What you should do -
Please change "Give a point for each instance" to "Mark one point per instance" in the material, starting at the line that has "Can you see the man?" and continuing through the end of the material, with everything else left as it is. Leave the pictures out of your answer.

[Saved dataset items]
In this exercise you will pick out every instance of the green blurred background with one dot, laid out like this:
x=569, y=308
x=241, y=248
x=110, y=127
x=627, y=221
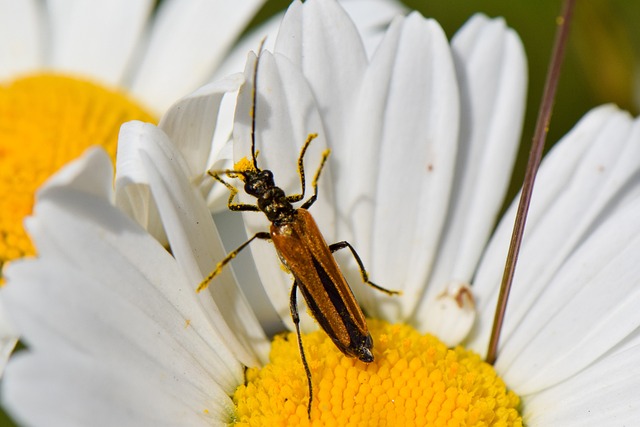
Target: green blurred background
x=601, y=65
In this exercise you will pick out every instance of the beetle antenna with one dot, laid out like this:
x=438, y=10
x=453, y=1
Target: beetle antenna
x=254, y=98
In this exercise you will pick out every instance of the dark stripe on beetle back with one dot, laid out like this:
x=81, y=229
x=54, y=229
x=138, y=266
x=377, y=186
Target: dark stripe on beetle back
x=356, y=338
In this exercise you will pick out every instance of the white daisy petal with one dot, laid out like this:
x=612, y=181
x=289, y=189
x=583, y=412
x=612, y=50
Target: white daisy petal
x=21, y=37
x=188, y=122
x=191, y=234
x=304, y=39
x=574, y=289
x=491, y=70
x=409, y=104
x=45, y=390
x=603, y=394
x=187, y=42
x=196, y=246
x=87, y=317
x=96, y=39
x=577, y=180
x=372, y=17
x=112, y=280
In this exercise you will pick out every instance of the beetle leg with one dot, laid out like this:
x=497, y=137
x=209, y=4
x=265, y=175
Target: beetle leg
x=231, y=255
x=232, y=192
x=293, y=305
x=365, y=276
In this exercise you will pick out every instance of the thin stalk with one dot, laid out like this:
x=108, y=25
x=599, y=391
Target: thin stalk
x=535, y=155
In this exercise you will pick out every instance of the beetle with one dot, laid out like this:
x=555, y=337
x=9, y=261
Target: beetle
x=304, y=252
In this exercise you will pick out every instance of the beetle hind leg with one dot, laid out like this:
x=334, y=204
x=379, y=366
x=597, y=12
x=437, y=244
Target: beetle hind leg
x=293, y=305
x=365, y=276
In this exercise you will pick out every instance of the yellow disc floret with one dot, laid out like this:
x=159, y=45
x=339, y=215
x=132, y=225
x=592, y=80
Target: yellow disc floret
x=46, y=121
x=415, y=380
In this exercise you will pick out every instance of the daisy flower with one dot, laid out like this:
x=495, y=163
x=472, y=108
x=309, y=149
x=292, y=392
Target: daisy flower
x=72, y=72
x=422, y=137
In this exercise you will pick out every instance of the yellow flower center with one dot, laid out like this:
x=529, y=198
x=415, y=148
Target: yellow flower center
x=47, y=120
x=415, y=380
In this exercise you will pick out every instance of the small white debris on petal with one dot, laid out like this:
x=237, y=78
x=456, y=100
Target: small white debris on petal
x=452, y=313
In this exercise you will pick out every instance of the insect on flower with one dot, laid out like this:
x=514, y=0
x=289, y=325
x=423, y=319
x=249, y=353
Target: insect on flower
x=303, y=251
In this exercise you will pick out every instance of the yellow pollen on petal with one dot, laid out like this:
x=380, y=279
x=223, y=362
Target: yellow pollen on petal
x=47, y=120
x=415, y=380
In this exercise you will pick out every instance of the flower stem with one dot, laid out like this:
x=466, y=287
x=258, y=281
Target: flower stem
x=535, y=155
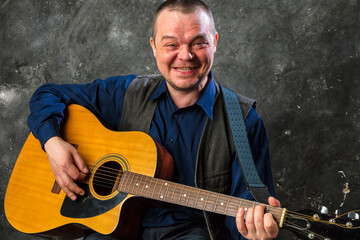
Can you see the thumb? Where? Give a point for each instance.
(79, 162)
(274, 202)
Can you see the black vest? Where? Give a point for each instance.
(216, 149)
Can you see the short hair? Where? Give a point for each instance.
(183, 6)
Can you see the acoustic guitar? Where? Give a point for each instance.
(126, 169)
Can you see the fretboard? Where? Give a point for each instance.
(179, 194)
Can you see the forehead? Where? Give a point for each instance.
(179, 23)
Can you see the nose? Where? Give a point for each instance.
(185, 53)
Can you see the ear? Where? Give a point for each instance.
(152, 43)
(216, 37)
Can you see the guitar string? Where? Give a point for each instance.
(211, 200)
(108, 180)
(296, 215)
(318, 236)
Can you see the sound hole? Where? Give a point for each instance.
(106, 178)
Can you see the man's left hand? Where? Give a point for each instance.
(258, 224)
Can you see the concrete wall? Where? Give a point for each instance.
(299, 59)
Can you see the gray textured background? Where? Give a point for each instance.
(299, 59)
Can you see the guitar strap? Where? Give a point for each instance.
(236, 120)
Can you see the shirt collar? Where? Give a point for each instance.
(205, 101)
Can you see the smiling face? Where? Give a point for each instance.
(184, 48)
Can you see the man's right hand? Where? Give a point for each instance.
(67, 166)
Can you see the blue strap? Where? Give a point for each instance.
(238, 130)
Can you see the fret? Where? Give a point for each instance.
(172, 195)
(207, 199)
(188, 197)
(160, 194)
(181, 193)
(221, 204)
(216, 203)
(130, 184)
(197, 197)
(150, 188)
(154, 188)
(167, 188)
(227, 205)
(145, 186)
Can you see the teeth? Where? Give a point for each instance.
(184, 69)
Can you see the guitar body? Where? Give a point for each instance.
(35, 204)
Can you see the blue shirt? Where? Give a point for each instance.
(178, 130)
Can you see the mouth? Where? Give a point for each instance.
(184, 69)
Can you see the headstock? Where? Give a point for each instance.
(308, 224)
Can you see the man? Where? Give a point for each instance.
(188, 103)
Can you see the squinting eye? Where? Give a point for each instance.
(199, 45)
(170, 45)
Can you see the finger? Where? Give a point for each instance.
(79, 162)
(240, 222)
(274, 202)
(259, 219)
(66, 182)
(270, 226)
(250, 225)
(69, 193)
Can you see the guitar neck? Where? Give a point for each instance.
(179, 194)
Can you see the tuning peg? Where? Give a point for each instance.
(323, 210)
(337, 212)
(353, 216)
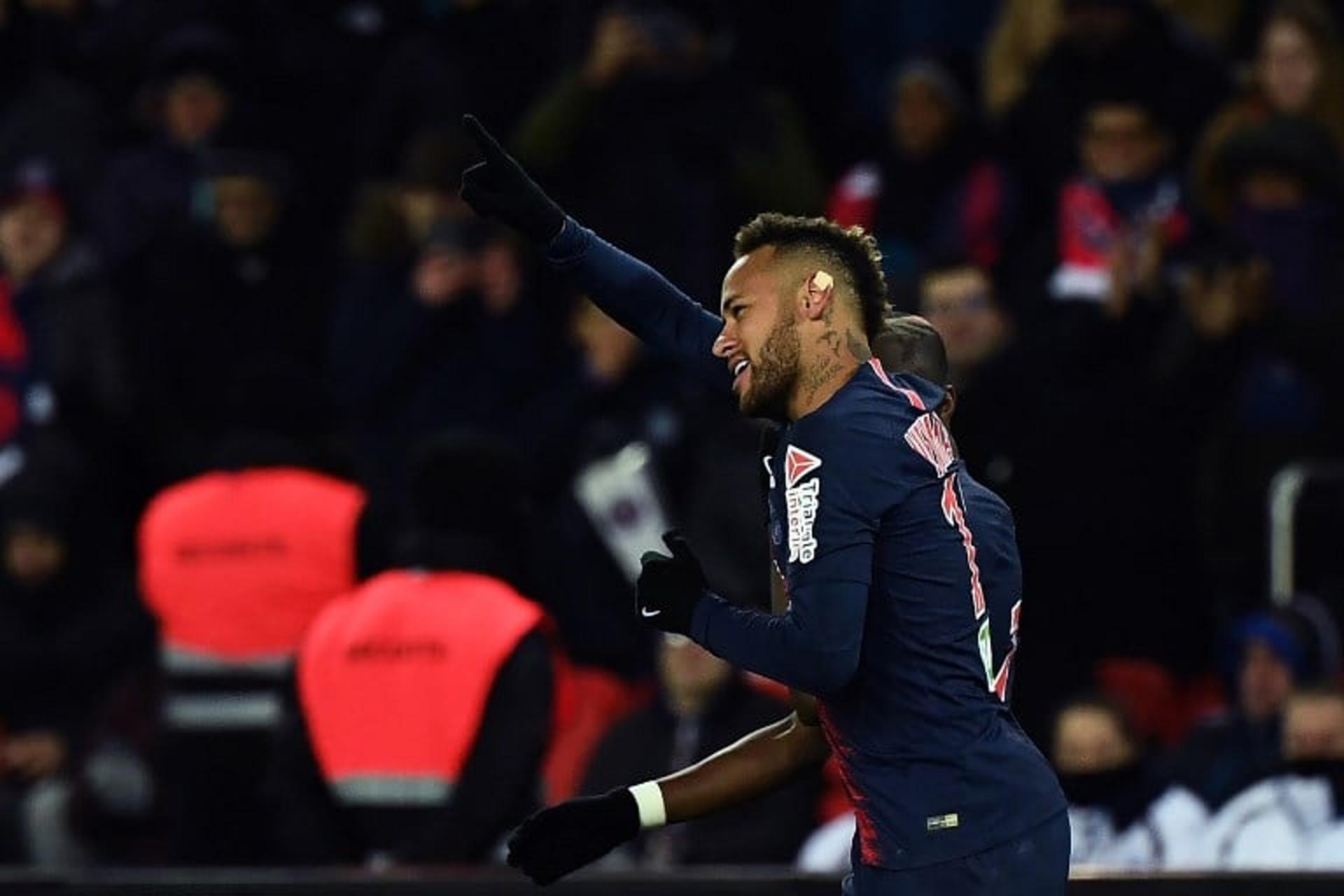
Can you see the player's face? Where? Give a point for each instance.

Solution to this problem -
Can you see the man? Where? Mark one point per instance.
(188, 103)
Can you see the squinting eye? Where? Mark one point per instance.
(199, 45)
(170, 45)
Can you see the finger? Where? Mark one point per instance.
(79, 162)
(240, 222)
(274, 202)
(259, 219)
(66, 182)
(270, 226)
(250, 225)
(69, 193)
Can you see the guitar neck? Where? Mark one point per instance.
(179, 194)
Can you see the tuning peg? Where? Mark one point per instance.
(323, 210)
(337, 212)
(353, 216)
Can you see the player's face? Where? Mark one point per instance.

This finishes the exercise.